** Start of Text shown **

By Albert Tamado 0073114 Unit 2 Assignment Submitted to Dr William Bill Kirsch In Partial Fulfilment of the Requirements for LDR5053 Leadership Training Models Global School of Theology 7 December 2010 CONTENTS Introduction Synopsis of Leadership Pattern of Jesus Belief in the Leadership Pattern of Jesus Growth in the Leadership Pattern of Jesus Relationships in the Leadership Pattern of Jesus Aspirations in the Leadership Pattern of Jesus Description of the Author’s Leadership Style in Cultural-Ministerial Context Strengths the Author’s Leadership Style Reveal

Weaknesses the Author’s Leadership Style Reveal Changes to the Author’s Leadership Style to Pattern it after the Style Modelled by Jesus How the Changes will be Implemented Conclusion Reference List Introduction This paper provides an interesting synopsis of the leadership pattern of Jesus in terms of belief, growth, and aspirations. The writer of this paper describes his leadership style in his cultural-ministerial context with the view of fairly evaluating the strength and weaknesses therein. In matching his leadership style with that of Jesus, the writer identifies principles that can enrich his leadership.

At the end the writer provides strategies of how he will improve his leadership style on the basis of the perfect model of Jesus. Synopsis of Leadership Pattern of Jesus Key to the leadership of Jesus is the concept of servant leadership and principle-centred leadership which He models perfectly. Servant leadership is mainly about humble sacrificial service in accomplishing the mission of God and serving those in this mission (Wilkes 1988, 18). Principle-centred leadership is where a leader leads on the basis of foundational leadership principles.

** End of Text shown **
** Start of Excerpted records **

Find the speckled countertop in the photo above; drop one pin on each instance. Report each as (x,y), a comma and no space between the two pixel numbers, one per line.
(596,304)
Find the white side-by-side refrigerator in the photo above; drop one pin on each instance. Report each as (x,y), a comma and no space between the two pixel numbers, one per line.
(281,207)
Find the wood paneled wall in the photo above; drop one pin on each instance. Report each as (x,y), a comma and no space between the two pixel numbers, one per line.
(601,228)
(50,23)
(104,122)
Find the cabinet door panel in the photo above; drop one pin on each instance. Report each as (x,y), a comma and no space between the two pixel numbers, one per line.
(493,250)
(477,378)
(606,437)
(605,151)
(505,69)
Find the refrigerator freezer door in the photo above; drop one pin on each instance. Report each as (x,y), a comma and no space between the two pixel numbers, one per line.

** End of Excerpted records **
** Start of Excerpted records **

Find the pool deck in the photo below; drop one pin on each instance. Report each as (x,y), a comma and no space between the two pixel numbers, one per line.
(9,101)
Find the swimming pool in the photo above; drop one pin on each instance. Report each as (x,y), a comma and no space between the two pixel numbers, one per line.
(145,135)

** End of Excerpted records **
** Start of Excerpted records **

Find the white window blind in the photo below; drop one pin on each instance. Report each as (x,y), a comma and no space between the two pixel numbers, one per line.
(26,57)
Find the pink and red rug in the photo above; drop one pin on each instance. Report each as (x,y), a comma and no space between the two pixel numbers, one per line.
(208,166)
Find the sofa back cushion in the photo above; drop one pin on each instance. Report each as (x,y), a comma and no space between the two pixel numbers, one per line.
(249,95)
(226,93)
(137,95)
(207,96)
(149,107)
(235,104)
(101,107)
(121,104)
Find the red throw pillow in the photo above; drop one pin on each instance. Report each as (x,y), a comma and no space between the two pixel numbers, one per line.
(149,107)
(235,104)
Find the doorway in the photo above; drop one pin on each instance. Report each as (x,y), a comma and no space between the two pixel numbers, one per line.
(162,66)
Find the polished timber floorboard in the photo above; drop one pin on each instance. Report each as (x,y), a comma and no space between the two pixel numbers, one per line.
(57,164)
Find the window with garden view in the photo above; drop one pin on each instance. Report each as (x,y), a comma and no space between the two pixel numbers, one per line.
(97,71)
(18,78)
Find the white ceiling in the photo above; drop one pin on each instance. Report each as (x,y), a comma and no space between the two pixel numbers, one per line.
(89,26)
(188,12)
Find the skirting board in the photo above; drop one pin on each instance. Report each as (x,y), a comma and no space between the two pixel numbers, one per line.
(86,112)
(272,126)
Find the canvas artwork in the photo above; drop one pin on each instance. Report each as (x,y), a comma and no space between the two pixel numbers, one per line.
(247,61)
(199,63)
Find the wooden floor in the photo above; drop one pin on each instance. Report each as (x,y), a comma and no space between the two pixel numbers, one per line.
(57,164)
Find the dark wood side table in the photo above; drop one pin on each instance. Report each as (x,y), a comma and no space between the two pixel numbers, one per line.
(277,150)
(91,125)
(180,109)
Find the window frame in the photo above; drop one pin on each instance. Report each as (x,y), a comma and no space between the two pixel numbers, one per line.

** End of Excerpted records **

# Requests
1/ Set down the passage of the paper on the leadership of Jesus word for word, starting at "Weaknesses the Author’s" and ending at "enrich his leadership.".
2/ Does the paper on the leadership of Jesus support each statement? Answer yes or no, and quote the words that decide it. (a) The paper is dated 7 December 2010. (b) Servant leadership is described as mainly about gaining authority over followers. (c) The paper was submitted for the course LDR5053 Leadership Training Models.
3/ The contents list of the paper on the leadership of Jesus has headings of the form "... in the Leadership Pattern of Jesus." List every aspect named in those headings.
The data comes from a different source than the paper on the leadership of Jesus.

# Answers in order
1/
Weaknesses the Author’s Leadership Style Reveal Changes to the Author’s Leadership Style to Pattern it after the Style Modelled by Jesus How the Changes will be Implemented Conclusion Reference List Introduction This paper provides an interesting synopsis of the leadership pattern of Jesus in terms of belief, growth, and aspirations. The writer of this paper describes his leadership style in his cultural-ministerial context with the view of fairly evaluating the strength and weaknesses therein. In matching his leadership style with that of Jesus, the writer identifies principles that can enrich his leadership.

2/
(a) Yes: "7 December 2010"
(b) No: "Servant leadership is mainly about humble sacrificial service in accomplishing the mission of God and serving those in this mission"
(c) Yes: "In Partial Fulfilment of the Requirements for LDR5053 Leadership Training Models"

3/
Belief
Growth
Relationships
Aspirations